(Source records)
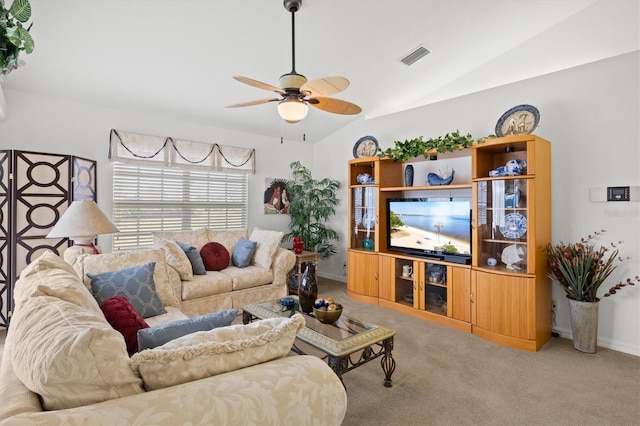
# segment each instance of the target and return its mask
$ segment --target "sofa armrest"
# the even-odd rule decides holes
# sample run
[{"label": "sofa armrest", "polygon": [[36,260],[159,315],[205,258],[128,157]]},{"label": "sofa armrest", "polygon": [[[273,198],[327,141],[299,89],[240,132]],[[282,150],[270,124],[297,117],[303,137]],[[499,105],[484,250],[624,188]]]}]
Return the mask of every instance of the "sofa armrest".
[{"label": "sofa armrest", "polygon": [[0,424],[339,425],[346,409],[344,386],[327,364],[290,356],[84,407],[22,413]]},{"label": "sofa armrest", "polygon": [[291,250],[278,247],[273,255],[273,284],[287,285],[287,274],[296,264],[296,255]]}]

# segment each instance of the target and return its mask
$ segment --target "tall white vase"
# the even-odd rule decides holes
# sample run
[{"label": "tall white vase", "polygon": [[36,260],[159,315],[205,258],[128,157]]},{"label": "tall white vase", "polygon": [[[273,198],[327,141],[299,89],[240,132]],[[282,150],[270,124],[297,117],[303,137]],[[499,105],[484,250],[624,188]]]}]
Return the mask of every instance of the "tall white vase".
[{"label": "tall white vase", "polygon": [[599,302],[578,302],[569,299],[573,347],[581,352],[596,353],[599,306]]}]

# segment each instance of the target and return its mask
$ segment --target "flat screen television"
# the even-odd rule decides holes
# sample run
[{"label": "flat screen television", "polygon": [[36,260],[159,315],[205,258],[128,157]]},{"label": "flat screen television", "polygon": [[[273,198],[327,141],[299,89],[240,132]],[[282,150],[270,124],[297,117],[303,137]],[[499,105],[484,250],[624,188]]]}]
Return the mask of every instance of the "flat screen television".
[{"label": "flat screen television", "polygon": [[471,263],[471,199],[389,199],[387,231],[391,251]]}]

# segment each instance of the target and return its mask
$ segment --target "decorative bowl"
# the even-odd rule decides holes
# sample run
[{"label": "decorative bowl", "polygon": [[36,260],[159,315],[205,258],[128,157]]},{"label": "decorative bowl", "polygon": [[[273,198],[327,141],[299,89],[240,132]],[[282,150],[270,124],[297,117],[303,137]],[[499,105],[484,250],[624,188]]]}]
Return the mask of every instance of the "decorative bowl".
[{"label": "decorative bowl", "polygon": [[338,318],[342,315],[342,305],[336,303],[335,311],[322,311],[320,309],[313,308],[313,315],[315,315],[315,317],[318,318],[318,321],[323,324],[333,324],[338,321]]},{"label": "decorative bowl", "polygon": [[364,247],[365,250],[373,250],[374,245],[374,241],[370,238],[365,238],[362,240],[362,247]]}]

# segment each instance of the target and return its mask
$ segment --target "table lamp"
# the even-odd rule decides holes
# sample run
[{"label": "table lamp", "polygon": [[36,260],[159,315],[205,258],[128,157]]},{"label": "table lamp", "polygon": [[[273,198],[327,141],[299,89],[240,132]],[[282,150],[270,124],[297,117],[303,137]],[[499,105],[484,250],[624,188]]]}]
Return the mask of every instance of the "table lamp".
[{"label": "table lamp", "polygon": [[47,238],[69,238],[73,246],[64,251],[64,260],[71,263],[80,254],[99,254],[95,241],[98,234],[112,234],[120,230],[102,213],[93,200],[71,203]]}]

The task: Pull out each line of the data above that contains the word "vase". Case counts.

Solution to this exercise:
$ segment --target "tall white vase"
[{"label": "tall white vase", "polygon": [[36,260],[159,315],[205,258],[128,157]]},{"label": "tall white vase", "polygon": [[[273,198],[327,141],[299,89],[240,132]],[[282,150],[270,124],[297,117],[303,137]],[[499,105],[484,250],[624,188]]]}]
Return the mask of every instance of the "tall white vase".
[{"label": "tall white vase", "polygon": [[599,302],[578,302],[569,299],[573,347],[581,352],[596,353],[599,306]]}]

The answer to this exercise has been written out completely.